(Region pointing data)
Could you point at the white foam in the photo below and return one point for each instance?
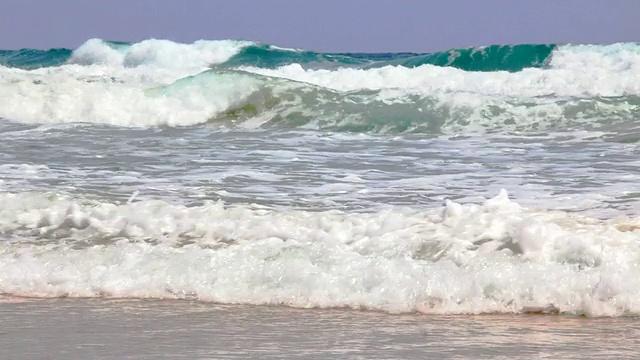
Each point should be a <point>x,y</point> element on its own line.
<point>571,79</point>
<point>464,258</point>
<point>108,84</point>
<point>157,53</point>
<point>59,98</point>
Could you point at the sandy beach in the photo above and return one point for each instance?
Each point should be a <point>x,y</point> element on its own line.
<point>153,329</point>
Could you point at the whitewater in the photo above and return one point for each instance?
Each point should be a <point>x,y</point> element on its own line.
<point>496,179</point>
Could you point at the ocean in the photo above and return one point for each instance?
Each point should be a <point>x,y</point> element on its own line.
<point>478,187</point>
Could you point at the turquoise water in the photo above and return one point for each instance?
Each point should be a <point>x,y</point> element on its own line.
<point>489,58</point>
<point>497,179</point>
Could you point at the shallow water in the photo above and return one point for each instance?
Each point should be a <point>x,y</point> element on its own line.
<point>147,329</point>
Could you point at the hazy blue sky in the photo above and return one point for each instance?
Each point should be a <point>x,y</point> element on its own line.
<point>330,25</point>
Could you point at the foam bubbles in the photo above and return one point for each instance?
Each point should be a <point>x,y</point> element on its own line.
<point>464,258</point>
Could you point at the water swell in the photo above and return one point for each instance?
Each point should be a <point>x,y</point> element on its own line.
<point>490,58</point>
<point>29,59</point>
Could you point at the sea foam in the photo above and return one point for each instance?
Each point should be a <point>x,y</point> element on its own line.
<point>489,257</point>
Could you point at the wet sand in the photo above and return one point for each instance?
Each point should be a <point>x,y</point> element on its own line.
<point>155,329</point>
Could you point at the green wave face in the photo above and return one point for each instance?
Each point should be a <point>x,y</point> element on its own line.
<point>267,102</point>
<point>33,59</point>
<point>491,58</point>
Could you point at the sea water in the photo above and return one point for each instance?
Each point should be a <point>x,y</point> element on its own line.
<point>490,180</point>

▶ **Exercise objective**
Only a number is wanted here: the count of lines in the data that contain the string "above".

▶ **Answer section**
12